◆ **Excerpt provided**:

Some years ago I was invited to a boy’s birthday party in a Roma community in Budapest. I’ll remember that afternoon forever! After the birthday cake, the party escalated into making music, so joyful and fiery, something I’ve never experienced before, and I still remember how touching, uplifting and even enviable it was.
I still almost can’t believe that such a passionate music-making can spontaneously happen, without any rehearsal or preparation, with small children and great-grandfathers joining enthusiastically – some on guitar, some on oral bass, some on cans, some singing. What a power, what a joy is to experience music as part of a community! I remember how the music touched my body: my pulse lifted, my cheeks went rosy and I felt I wanted to dance. Others were dancing, too, enjoying the moment, life, being with their beloved ones, the magic of rhythm and music – they were singing, dancing and playing in euphoria. It was like a drug. Natural music, incredible talent and musicality.
On 1st December, Müpa will bring this magic of Roma music-making on stage. Without an audience but with a worldwide online streaming, anyone of us can listen to the concert of Mónika Lakatos and the Romengo.
Nothing has been like this before! A miracle will happen…!
– the programme description says, and if we join the free live stream, we will experience the miracle and feel a bit more cheerful when it is over. Roma music is a huge YES to life, a triumph of community. This musicality and centuries of traditions has been hugely honoured this autumn: Mónika Lakatos won the WOMEX Life Work Award, joining such artist as Buena Vista Social Club, Kronos Quartet, or the only other Hungarian band up to date: the Muzsikás.
Mónika Lakatos was born in Budapest. She was surrounded by Hungarian Roma music since her childhood which she learned in a self-taught way. She was member of a chamber theatre as a singer and dancer, this is where she met her future husband, Mihály “Mazsi” Rostás. The director of the chamber theatre, István Malgot secretly signed them up for a television talent show in 1996, where they then won first prize in the category ‘folk music’. The married couple founded the Romengo in 2004 that plays Eastern Hungarian Roma music. The band members are Misi Kovács (violin), János “Guszti” Lakatos (oral bass, can, dance), and Tibor “Tibi” Balogh (trough, cajón, oral bass, dance). Romengo has published two albums to date, and both were featured on the top 10 list of the World Music Charts Europe. They have given concerts at the Berlin Philharmonics, South Korea and Mexiko.

◆ **Supplied records**:
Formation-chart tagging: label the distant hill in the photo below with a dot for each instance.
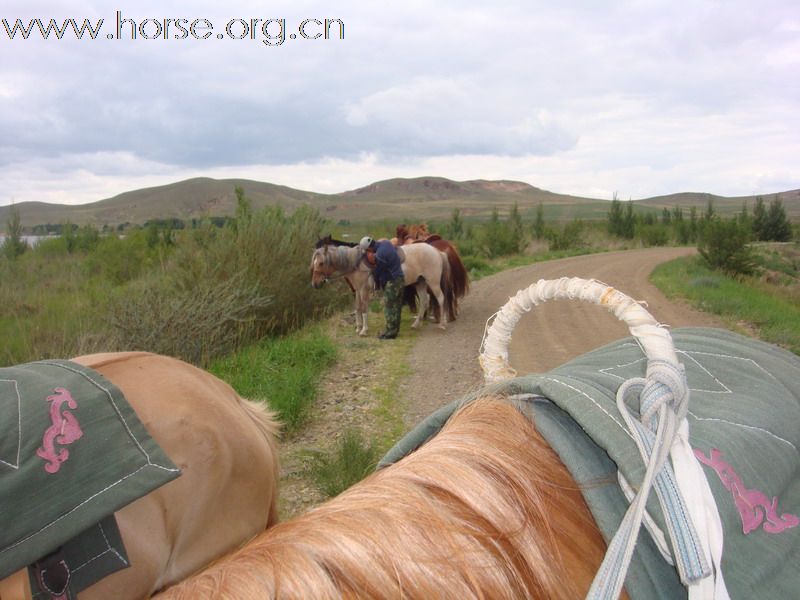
(413, 199)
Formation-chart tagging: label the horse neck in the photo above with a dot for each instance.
(344, 258)
(484, 509)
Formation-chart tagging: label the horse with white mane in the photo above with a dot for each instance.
(536, 486)
(423, 266)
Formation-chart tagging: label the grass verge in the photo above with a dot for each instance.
(749, 304)
(285, 372)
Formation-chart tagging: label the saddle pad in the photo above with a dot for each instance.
(744, 424)
(72, 452)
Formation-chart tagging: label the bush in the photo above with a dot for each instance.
(568, 238)
(725, 247)
(221, 287)
(193, 323)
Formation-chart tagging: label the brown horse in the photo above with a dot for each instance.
(458, 273)
(225, 447)
(478, 504)
(424, 267)
(483, 510)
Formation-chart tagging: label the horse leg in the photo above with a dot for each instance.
(436, 290)
(422, 294)
(362, 309)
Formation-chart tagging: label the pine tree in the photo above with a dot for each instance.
(14, 244)
(538, 224)
(759, 219)
(777, 227)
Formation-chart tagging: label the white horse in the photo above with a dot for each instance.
(423, 266)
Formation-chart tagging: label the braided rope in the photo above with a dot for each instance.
(654, 409)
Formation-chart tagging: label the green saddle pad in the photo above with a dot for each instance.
(72, 452)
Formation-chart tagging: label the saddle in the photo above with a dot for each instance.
(745, 406)
(72, 452)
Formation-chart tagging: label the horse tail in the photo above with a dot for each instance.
(459, 276)
(267, 424)
(446, 285)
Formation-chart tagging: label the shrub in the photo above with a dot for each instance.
(193, 323)
(725, 247)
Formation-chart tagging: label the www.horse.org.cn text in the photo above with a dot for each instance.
(271, 32)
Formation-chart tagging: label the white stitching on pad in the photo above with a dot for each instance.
(593, 401)
(116, 409)
(690, 355)
(19, 425)
(109, 548)
(150, 463)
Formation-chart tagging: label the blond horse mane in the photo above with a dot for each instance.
(483, 510)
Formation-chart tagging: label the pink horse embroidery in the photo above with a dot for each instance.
(64, 430)
(753, 505)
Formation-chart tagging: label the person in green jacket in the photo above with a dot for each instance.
(388, 274)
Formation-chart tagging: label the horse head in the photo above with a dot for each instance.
(321, 268)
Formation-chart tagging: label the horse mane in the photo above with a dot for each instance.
(401, 233)
(483, 510)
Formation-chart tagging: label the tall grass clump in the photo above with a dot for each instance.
(351, 459)
(53, 297)
(283, 371)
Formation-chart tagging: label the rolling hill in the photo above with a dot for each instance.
(414, 199)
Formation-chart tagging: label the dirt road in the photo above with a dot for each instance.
(445, 364)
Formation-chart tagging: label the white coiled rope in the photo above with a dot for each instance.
(654, 409)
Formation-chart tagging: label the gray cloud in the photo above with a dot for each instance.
(633, 80)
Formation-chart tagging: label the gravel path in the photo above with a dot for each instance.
(445, 364)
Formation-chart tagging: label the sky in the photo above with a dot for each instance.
(628, 98)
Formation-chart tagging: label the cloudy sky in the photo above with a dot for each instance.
(638, 98)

◆ **Instructions for the task**: Can you reproduce, word for word, the passage of the Roma music article that begins at the words "Some years ago" and ends with "enviable it was."?

◆ **Output for this task**:
Some years ago I was invited to a boy’s birthday party in a Roma community in Budapest. I’ll remember that afternoon forever! After the birthday cake, the party escalated into making music, so joyful and fiery, something I’ve never experienced before, and I still remember how touching, uplifting and even enviable it was.